Dataset items:
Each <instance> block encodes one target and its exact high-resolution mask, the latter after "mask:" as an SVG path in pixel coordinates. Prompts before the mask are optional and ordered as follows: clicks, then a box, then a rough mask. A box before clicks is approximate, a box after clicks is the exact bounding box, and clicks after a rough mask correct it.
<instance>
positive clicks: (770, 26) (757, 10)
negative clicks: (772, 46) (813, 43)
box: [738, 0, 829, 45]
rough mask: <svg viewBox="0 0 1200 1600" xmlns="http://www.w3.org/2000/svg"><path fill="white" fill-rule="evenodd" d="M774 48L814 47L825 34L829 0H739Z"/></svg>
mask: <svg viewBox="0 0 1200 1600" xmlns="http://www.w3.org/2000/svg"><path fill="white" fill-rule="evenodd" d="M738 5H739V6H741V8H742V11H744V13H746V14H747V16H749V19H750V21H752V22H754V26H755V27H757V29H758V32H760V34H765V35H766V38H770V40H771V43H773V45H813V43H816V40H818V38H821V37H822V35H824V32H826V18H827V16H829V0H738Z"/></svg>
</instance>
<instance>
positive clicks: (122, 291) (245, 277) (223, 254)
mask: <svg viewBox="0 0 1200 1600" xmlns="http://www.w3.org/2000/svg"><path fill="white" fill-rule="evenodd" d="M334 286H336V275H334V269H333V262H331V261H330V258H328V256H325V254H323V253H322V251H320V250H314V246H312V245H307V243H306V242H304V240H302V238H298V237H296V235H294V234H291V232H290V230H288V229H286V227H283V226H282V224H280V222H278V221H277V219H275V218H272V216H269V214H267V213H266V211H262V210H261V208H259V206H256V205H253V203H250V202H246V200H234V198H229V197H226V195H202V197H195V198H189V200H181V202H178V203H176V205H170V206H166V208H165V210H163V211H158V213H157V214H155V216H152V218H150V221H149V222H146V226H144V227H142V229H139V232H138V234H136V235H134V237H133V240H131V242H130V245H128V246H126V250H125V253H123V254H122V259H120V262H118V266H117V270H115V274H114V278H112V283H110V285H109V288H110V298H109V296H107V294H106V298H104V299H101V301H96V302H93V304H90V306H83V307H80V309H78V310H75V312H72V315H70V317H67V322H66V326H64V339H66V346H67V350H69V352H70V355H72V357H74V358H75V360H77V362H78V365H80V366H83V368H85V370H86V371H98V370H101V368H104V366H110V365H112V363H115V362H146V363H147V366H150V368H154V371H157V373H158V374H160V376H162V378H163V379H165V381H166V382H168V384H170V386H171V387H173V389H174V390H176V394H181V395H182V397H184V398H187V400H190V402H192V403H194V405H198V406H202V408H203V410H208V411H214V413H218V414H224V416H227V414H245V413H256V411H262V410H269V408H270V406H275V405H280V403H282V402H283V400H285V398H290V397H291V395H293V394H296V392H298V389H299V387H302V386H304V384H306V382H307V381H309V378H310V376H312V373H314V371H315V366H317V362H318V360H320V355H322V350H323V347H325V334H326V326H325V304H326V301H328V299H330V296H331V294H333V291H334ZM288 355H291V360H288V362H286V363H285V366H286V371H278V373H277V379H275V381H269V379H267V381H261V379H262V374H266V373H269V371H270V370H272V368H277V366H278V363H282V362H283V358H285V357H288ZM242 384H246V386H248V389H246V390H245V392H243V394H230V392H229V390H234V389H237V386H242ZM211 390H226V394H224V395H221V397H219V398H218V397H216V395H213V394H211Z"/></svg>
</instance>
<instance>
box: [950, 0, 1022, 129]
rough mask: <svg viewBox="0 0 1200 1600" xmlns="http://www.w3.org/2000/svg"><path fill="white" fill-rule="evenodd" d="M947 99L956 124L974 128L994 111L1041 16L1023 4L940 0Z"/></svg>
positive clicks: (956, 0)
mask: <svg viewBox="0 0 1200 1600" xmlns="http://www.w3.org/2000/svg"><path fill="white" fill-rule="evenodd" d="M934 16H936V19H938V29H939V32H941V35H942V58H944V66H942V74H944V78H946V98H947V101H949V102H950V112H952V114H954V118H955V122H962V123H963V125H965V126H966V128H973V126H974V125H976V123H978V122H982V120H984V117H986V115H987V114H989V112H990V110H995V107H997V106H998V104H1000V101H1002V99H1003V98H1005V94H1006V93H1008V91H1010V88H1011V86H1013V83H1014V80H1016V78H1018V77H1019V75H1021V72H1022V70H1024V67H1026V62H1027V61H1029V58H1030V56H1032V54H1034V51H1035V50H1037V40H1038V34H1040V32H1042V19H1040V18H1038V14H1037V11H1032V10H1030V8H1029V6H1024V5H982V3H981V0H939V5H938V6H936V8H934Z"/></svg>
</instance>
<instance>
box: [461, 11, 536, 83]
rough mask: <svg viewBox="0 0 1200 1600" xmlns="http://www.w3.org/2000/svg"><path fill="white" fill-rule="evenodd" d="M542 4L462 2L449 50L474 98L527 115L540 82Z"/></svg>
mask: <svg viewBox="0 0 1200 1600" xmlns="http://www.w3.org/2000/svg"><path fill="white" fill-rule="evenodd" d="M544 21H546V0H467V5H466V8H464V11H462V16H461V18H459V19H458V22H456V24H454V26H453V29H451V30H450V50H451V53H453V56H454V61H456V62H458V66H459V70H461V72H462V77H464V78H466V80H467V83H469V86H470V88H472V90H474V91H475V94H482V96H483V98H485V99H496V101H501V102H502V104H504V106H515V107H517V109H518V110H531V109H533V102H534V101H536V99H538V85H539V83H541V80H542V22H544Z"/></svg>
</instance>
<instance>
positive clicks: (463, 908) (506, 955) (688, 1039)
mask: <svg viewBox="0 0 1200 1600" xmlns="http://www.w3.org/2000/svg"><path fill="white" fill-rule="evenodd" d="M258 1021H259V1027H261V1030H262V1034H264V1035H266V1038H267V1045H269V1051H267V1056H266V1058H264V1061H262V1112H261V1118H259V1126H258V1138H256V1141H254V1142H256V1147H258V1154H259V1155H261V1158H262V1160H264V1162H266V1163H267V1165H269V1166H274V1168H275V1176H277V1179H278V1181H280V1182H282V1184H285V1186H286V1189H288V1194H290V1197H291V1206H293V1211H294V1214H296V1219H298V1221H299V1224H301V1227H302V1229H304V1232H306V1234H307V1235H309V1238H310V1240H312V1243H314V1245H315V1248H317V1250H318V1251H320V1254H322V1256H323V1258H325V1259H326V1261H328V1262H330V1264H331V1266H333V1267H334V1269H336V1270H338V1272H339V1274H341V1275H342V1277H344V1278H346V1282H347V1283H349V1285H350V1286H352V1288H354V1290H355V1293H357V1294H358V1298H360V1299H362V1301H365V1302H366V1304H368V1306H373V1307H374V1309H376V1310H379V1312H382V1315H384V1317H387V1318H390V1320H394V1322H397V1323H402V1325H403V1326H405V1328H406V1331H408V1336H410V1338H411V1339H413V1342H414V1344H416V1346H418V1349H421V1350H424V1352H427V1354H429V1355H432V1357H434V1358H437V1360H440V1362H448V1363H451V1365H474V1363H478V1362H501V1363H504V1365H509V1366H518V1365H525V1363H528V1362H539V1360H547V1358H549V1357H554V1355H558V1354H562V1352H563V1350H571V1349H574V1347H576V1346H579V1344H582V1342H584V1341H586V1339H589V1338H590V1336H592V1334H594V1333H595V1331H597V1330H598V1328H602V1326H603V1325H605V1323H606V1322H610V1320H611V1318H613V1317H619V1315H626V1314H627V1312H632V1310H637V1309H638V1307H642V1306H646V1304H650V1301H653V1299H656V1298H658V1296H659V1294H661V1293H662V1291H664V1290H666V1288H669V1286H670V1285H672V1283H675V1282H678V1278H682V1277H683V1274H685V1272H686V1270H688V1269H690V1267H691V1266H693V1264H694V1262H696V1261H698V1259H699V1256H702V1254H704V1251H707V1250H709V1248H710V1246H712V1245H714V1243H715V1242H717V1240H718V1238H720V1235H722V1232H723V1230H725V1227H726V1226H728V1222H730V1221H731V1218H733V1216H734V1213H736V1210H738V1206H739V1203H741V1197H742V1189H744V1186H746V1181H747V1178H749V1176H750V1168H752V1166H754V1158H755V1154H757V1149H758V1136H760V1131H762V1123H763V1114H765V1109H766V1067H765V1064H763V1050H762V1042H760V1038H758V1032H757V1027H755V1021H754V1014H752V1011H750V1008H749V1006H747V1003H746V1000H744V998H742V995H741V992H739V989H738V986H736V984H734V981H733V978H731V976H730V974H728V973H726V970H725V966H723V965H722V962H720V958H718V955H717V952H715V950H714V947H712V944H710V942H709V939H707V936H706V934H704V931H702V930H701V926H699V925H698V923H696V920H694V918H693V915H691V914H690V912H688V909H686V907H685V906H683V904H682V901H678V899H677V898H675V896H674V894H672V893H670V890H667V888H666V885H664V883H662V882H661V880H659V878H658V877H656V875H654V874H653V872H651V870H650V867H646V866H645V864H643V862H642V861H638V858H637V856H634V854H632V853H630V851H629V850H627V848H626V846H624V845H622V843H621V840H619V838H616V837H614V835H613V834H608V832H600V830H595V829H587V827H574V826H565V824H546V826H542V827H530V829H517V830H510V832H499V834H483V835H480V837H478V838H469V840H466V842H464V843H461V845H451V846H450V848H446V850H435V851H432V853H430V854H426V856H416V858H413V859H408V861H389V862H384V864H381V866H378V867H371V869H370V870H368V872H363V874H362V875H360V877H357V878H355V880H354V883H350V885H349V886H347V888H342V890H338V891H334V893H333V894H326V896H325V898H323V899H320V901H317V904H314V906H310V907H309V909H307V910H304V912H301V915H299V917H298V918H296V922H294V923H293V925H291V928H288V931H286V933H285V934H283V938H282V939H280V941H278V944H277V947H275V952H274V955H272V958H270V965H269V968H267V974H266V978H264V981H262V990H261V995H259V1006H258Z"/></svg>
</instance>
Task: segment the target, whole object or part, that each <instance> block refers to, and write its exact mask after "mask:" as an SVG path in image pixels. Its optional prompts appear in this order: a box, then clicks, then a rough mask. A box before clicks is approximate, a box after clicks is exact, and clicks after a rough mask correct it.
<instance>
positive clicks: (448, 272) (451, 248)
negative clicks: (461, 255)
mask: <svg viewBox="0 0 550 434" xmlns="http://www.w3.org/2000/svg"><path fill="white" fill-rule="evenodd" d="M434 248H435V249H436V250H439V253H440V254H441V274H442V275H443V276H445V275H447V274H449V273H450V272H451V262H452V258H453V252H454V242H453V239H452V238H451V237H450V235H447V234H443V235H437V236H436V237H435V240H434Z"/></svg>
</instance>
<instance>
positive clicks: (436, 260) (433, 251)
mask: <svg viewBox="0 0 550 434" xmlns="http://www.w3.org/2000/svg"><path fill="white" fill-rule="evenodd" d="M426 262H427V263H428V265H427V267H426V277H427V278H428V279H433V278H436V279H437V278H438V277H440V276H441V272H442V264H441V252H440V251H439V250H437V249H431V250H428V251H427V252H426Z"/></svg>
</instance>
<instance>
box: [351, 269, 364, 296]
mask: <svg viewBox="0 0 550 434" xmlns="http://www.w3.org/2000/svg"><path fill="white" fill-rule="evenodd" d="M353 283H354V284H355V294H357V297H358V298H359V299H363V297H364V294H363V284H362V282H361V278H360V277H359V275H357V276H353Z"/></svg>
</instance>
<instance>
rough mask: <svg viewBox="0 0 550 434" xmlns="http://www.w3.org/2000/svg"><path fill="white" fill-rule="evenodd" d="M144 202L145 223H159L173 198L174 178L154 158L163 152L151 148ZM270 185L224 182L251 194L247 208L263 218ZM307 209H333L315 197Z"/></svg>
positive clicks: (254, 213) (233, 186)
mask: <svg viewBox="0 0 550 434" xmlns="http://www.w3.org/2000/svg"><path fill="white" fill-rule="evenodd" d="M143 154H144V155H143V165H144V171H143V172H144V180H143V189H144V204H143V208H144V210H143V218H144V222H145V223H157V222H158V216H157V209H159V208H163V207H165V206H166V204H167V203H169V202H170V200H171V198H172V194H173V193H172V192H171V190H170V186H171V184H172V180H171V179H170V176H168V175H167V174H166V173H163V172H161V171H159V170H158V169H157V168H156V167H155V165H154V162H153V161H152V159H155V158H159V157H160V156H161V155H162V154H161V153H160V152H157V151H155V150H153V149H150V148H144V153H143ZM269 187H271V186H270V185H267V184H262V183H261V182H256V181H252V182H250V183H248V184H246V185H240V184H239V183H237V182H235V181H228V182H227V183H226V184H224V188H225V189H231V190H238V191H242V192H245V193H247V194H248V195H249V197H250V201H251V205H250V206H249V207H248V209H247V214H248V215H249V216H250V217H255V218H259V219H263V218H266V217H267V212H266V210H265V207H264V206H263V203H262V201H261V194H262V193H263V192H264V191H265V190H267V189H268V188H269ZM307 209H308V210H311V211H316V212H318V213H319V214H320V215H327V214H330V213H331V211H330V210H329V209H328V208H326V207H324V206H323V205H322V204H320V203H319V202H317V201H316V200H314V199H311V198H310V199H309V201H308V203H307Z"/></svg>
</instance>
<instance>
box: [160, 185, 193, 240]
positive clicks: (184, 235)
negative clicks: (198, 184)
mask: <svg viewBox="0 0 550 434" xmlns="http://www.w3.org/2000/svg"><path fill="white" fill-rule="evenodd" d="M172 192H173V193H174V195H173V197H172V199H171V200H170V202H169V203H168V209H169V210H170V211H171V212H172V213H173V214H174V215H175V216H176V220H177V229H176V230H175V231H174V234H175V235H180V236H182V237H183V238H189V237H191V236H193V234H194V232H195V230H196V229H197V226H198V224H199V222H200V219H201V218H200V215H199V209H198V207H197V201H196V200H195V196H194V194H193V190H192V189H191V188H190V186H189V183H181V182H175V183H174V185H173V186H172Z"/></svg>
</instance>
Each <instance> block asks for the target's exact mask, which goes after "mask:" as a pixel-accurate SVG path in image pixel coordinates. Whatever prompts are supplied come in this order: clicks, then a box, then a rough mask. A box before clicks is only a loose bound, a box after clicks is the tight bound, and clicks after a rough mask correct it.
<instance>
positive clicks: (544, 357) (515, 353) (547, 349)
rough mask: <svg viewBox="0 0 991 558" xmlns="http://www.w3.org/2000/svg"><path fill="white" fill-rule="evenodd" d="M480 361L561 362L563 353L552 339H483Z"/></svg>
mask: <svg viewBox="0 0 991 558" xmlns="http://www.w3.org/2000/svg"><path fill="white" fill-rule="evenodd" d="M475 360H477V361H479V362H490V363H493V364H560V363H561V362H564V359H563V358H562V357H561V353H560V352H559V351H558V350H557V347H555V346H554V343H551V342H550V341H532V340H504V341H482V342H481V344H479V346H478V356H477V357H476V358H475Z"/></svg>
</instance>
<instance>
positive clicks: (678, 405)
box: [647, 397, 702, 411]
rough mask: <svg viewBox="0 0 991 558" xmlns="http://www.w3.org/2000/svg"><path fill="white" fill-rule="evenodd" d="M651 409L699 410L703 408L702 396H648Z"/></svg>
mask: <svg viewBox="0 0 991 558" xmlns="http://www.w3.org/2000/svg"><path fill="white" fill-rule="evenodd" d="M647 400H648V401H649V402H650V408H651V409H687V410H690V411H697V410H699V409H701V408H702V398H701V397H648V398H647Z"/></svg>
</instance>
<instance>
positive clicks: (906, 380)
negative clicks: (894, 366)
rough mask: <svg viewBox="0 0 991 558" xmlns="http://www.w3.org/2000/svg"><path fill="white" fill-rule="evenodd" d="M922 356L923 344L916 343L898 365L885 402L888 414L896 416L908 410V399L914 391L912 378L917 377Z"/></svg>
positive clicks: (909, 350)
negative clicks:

- **Work task**:
What is needed is a word-for-word copy of the records above, from the first line through the line that contains "box: [738, 0, 829, 45]".

- **Written solution**:
Each <instance> block encodes one target and its exact high-resolution mask, the latter after "mask:" as an SVG path in pixel coordinates. Prompts before the mask are optional and ordered as follows: clicks, then a box, then a rough mask. A box before clicks is approximate, a box after clicks is the exact bounding box, and clicks after a rough mask correct it.
<instance>
positive clicks: (770, 26) (757, 10)
negative clicks: (772, 46) (813, 43)
box: [738, 0, 829, 45]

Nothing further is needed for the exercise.